Extract to read —
*** Begin section ***

Corresponding author: Chahrazed Aberkane

E-mail: chahrazed2011@hotmail.com

Citation: Aberkane C, Messaï A, Messaï CR, and Boussaada T (2023) Antimicrobial resistance pattern of avian pathogenic Escherichia coli with detection of extended-spectrum β-lactamase-producing isolates in broilers in east Algeria, Veterinary World, 16(3): 449-454.
Abstract

Background and Aim: Avian pathogenic Escherichia coli (APEC) is the causative agent of colibacillosis, one of the most prevalent bacterial diseases responsible for significant economic losses in the poultry industry worldwide. This study aimed to assess the antimicrobial resistance (AMR) patterns of APEC isolates recovered from poultry in east Algeria and estimate the prevalence of extended-spectrum β-lactamase (ESBL)-producing isolates.

Materials and Methods: In the slaughterhouse of Batna City (Algeria), livers indicating colibacillosis were sampled from 204 suspected carcasses with growth retardation and generalized congestion. Escherichia coli isolation and identification were performed on MacConkey agar using conventional methods and the API 20E system. Antimicrobial resistance susceptibility was tested by the disk diffusion method according to the Clinical Laboratory Standards Institute Guidelines. Extended-spectrum β-lactamase detection was carried out using the double-disk confirmation test.

*** End section ***

Data supplied —
*** Begin section ***

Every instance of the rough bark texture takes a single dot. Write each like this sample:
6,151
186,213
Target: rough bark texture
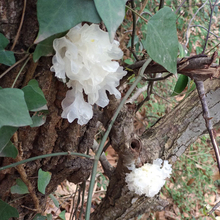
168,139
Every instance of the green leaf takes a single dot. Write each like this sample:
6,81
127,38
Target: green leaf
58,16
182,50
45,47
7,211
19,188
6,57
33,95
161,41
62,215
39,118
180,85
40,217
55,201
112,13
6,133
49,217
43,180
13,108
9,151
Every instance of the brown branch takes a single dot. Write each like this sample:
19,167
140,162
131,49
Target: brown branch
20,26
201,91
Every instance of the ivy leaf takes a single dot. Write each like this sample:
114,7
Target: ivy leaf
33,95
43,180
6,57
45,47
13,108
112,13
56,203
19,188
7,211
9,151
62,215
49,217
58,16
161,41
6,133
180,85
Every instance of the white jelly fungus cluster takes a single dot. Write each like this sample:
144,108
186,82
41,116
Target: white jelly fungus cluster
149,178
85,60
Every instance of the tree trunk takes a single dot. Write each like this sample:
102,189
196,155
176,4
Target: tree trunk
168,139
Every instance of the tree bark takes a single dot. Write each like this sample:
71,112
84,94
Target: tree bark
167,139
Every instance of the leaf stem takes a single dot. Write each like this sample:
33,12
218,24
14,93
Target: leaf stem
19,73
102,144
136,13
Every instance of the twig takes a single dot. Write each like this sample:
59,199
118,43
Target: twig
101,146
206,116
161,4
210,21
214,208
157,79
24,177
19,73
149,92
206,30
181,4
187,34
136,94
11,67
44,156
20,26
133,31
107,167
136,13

*** End section ***
*** Begin section ***

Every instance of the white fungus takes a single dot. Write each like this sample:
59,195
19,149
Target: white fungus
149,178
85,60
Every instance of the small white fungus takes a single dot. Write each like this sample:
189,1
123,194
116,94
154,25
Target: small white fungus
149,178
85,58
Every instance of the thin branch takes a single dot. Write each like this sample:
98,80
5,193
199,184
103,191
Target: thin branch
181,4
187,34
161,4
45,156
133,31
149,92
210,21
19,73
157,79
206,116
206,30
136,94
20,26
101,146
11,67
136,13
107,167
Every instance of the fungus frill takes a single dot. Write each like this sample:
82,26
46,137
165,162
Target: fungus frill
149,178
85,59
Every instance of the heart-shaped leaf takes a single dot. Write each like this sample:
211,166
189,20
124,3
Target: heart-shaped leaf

*** End section ***
*** Begin section ***

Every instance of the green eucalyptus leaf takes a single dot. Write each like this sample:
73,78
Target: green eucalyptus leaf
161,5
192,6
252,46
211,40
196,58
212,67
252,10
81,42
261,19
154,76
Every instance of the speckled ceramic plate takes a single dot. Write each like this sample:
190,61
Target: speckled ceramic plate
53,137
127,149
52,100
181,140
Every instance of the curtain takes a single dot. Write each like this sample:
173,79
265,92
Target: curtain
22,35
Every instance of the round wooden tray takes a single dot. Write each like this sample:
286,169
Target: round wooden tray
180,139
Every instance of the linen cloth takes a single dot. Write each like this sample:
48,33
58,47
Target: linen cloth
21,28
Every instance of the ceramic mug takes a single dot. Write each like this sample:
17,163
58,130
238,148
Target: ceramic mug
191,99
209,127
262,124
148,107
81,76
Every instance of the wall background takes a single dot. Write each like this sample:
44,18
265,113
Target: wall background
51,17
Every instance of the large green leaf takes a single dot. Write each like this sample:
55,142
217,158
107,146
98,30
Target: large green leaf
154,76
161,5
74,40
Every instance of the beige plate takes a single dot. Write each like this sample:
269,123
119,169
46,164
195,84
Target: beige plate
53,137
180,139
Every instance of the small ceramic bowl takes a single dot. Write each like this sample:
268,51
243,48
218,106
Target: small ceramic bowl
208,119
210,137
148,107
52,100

*** End section ***

Task to carry out — From the abstract on drug resistance in avian pathogenic E. coli, reproduce the passage between "Materials and Methods: In" and "double-disk confirmation test.", inclusive.

Output of the exercise —
Materials and Methods: In the slaughterhouse of Batna City (Algeria), livers indicating colibacillosis were sampled from 204 suspected carcasses with growth retardation and generalized congestion. Escherichia coli isolation and identification were performed on MacConkey agar using conventional methods and the API 20E system. Antimicrobial resistance susceptibility was tested by the disk diffusion method according to the Clinical Laboratory Standards Institute Guidelines. Extended-spectrum β-lactamase detection was carried out using the double-disk confirmation test.